--- Task to carry out ---
Every line below is to be copied exactly, with the pictures left out.

--- Information shown ---
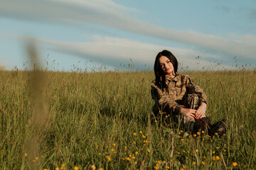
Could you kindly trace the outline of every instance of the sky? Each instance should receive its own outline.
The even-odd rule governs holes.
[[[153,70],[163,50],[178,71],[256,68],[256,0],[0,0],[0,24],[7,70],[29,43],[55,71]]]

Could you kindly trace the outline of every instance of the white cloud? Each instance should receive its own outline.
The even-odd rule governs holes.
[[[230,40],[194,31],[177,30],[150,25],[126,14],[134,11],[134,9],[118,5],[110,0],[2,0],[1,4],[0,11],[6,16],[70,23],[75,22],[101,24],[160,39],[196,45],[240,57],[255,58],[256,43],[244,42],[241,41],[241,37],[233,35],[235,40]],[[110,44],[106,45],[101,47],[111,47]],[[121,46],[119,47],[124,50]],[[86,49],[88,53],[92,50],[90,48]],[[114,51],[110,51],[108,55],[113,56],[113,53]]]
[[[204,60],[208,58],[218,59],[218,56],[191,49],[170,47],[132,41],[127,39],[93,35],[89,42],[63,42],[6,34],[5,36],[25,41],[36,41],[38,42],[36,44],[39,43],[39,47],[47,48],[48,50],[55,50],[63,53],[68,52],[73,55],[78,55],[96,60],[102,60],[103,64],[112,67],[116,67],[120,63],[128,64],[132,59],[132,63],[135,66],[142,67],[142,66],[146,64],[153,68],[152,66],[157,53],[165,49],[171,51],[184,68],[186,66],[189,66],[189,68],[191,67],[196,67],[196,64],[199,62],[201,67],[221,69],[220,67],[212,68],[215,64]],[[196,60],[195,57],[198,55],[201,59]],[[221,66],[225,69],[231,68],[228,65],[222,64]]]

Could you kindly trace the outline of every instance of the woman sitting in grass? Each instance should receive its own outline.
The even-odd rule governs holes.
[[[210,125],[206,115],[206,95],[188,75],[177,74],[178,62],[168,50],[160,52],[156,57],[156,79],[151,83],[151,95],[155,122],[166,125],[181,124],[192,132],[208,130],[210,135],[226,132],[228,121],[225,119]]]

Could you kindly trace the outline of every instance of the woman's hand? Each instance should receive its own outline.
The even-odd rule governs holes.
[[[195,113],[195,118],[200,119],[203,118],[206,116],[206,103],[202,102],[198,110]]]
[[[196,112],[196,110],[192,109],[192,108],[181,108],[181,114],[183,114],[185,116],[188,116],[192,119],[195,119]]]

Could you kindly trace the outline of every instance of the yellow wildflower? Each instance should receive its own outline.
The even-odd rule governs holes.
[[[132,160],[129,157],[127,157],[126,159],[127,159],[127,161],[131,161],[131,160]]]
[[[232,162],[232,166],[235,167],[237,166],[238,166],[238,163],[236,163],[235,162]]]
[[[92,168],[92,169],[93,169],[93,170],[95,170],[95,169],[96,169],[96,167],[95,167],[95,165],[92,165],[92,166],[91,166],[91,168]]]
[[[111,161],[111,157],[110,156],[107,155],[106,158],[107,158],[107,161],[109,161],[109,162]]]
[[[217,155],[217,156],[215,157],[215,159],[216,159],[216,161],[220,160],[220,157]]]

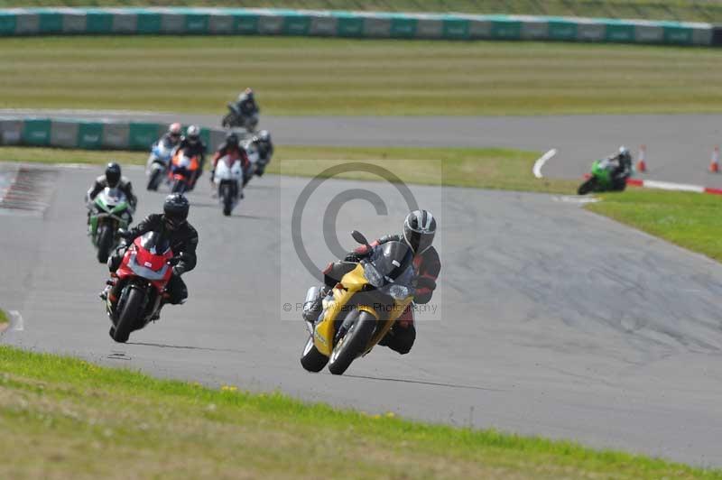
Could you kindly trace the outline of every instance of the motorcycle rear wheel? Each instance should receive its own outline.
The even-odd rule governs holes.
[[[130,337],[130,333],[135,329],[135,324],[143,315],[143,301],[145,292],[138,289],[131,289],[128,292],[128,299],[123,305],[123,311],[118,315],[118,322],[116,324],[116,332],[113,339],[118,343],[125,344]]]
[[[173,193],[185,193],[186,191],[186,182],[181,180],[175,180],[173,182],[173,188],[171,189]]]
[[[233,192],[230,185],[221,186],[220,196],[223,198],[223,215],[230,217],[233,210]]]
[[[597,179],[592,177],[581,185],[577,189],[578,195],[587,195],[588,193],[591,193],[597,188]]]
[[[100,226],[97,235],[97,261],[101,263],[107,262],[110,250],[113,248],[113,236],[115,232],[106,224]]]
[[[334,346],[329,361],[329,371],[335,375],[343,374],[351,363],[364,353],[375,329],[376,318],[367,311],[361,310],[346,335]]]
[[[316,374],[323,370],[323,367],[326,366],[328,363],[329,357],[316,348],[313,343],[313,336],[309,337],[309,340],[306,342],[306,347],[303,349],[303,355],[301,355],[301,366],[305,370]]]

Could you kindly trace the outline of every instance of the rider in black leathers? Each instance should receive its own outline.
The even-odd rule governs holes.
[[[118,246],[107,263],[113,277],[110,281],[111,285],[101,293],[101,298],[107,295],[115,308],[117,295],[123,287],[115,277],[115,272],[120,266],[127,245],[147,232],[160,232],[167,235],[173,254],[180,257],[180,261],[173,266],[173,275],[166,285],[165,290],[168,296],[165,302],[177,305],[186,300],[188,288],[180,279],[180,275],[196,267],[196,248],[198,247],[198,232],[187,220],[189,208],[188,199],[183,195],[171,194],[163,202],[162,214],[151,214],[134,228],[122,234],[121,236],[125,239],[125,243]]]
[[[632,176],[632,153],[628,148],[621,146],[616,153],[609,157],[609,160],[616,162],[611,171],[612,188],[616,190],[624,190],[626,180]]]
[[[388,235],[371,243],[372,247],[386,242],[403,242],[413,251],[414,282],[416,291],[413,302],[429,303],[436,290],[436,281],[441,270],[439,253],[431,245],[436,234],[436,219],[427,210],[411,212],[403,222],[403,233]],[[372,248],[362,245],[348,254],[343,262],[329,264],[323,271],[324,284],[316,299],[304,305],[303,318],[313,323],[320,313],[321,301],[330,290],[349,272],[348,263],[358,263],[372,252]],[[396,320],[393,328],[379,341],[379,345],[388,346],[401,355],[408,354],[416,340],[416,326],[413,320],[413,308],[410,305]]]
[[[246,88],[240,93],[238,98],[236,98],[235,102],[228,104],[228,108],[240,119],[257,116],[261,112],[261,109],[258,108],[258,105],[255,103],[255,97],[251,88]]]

--- Output for this task ---
Could you kindly trace the outline of every instance of the sky? Each instance should receive its own outline.
The even-odd rule governs holes.
[[[153,70],[163,50],[178,71],[256,68],[256,0],[0,0],[0,24],[7,70],[29,43],[55,71]]]

Could you kindly trace the outline of every instance of the white cloud? Each instance should receive its own outline.
The even-odd rule governs holes.
[[[230,40],[194,31],[177,30],[150,25],[126,14],[134,11],[134,9],[118,5],[110,0],[2,0],[1,4],[0,11],[6,16],[70,23],[75,22],[101,24],[160,39],[196,45],[240,57],[255,58],[256,43],[244,42],[241,41],[241,37],[233,35],[235,40]],[[110,44],[106,45],[101,47],[111,47]],[[121,46],[119,47],[124,50]],[[86,49],[88,53],[92,50],[90,48]],[[114,51],[110,51],[108,55],[113,56],[113,53]]]
[[[204,60],[208,58],[218,59],[218,56],[191,49],[170,47],[132,41],[127,39],[93,35],[89,42],[63,42],[6,34],[5,36],[25,41],[36,41],[38,42],[36,44],[39,43],[39,47],[47,48],[48,50],[55,50],[63,53],[68,52],[73,55],[78,55],[96,60],[102,60],[103,64],[112,67],[116,67],[120,63],[128,64],[132,59],[132,63],[135,66],[142,67],[142,66],[146,64],[153,68],[152,66],[157,53],[165,49],[171,51],[184,68],[186,66],[189,66],[189,68],[191,67],[196,67],[196,64],[199,62],[201,67],[221,69],[220,67],[212,68],[215,64]],[[196,60],[195,57],[198,55],[201,59]],[[221,66],[225,69],[231,68],[228,65],[222,64]]]

Could you kindly trace the outline of every instance of the woman sitting in grass? Each instance should receive its own outline.
The even-odd rule governs holes.
[[[210,125],[206,115],[206,95],[188,75],[177,74],[178,62],[168,50],[160,52],[156,57],[156,79],[151,83],[151,95],[155,122],[166,125],[181,124],[192,132],[208,130],[210,135],[226,132],[228,121],[225,119]]]

Could you kindly trace the outline of every instance of the woman's hand? Each instance should receive its own outline.
The even-odd rule governs holes.
[[[195,113],[195,118],[200,119],[203,118],[206,116],[206,103],[202,102],[198,110]]]
[[[196,112],[196,110],[192,109],[192,108],[181,108],[181,114],[183,114],[185,116],[188,116],[192,119],[195,119]]]

Could you kindly trace the outline of every instance of the yellow wildflower? Each instance should receive its own outline.
The even-odd rule governs holes.
[[[132,160],[129,157],[127,157],[126,159],[127,159],[127,161],[131,161],[131,160]]]
[[[232,162],[232,166],[235,167],[237,166],[238,166],[238,163],[236,163],[235,162]]]
[[[92,168],[92,169],[93,169],[93,170],[95,170],[95,169],[96,169],[96,167],[95,167],[95,165],[92,165],[92,166],[91,166],[91,168]]]
[[[111,161],[111,157],[110,156],[107,155],[106,158],[107,158],[107,161],[109,161],[109,162]]]
[[[217,155],[217,156],[215,157],[215,159],[216,159],[216,161],[220,160],[220,157]]]

Could you kindly trace the outline of every instance of the motorcycle rear wheel? Each instance should receive its own outline.
The even-odd rule governs holes.
[[[130,337],[130,333],[135,329],[135,324],[143,315],[143,301],[145,292],[138,289],[131,289],[128,292],[128,299],[123,305],[123,311],[118,315],[118,322],[116,324],[116,332],[113,339],[118,343],[125,344]]]
[[[173,193],[185,193],[186,191],[186,182],[181,180],[175,180],[173,182],[173,188],[171,189]]]
[[[233,192],[230,185],[221,186],[220,196],[223,198],[223,215],[230,217],[233,210]]]
[[[597,179],[592,177],[581,185],[577,189],[578,195],[587,195],[588,193],[591,193],[597,188]]]
[[[100,226],[97,235],[97,261],[101,263],[107,262],[110,250],[113,248],[113,236],[115,232],[106,224]]]
[[[334,346],[329,361],[329,371],[335,375],[343,374],[351,363],[364,353],[375,329],[376,318],[367,311],[361,310],[346,335]]]
[[[316,374],[323,370],[323,367],[326,366],[328,363],[329,357],[316,348],[313,343],[313,336],[309,337],[309,340],[306,342],[306,347],[303,349],[303,355],[301,355],[301,366],[305,370]]]

Could you kindly trace the outline of every instance of the rider in black leathers? Each instance should receive its own outline.
The even-odd rule governs holes.
[[[118,246],[107,263],[113,277],[110,281],[111,285],[101,293],[101,298],[107,295],[115,308],[117,295],[123,287],[115,277],[115,272],[120,266],[127,245],[147,232],[160,232],[167,235],[173,254],[180,257],[180,261],[173,266],[173,275],[166,285],[165,290],[168,296],[165,302],[177,305],[186,300],[188,288],[180,279],[180,275],[196,267],[196,248],[198,247],[198,232],[187,220],[189,208],[188,199],[183,195],[171,194],[163,202],[162,214],[151,214],[134,228],[122,234],[121,236],[125,239],[125,243]]]
[[[632,176],[632,153],[628,148],[621,146],[616,153],[609,157],[609,160],[616,162],[611,171],[612,188],[616,190],[624,190],[626,180]]]
[[[388,235],[371,243],[372,247],[386,242],[403,242],[413,251],[414,282],[416,291],[413,302],[429,303],[436,290],[436,281],[441,270],[439,253],[431,245],[436,234],[436,219],[427,210],[411,212],[403,222],[403,233]],[[372,248],[362,245],[348,254],[343,262],[329,264],[323,271],[324,284],[316,299],[304,305],[303,318],[313,323],[320,313],[321,301],[330,290],[349,272],[348,263],[358,263],[372,252]],[[396,320],[393,328],[379,341],[379,345],[388,346],[401,355],[408,354],[416,340],[416,326],[413,320],[413,308],[410,305]]]
[[[246,88],[240,93],[238,98],[236,98],[235,102],[228,104],[228,108],[240,119],[257,116],[261,112],[261,109],[258,108],[258,105],[255,103],[255,97],[251,88]]]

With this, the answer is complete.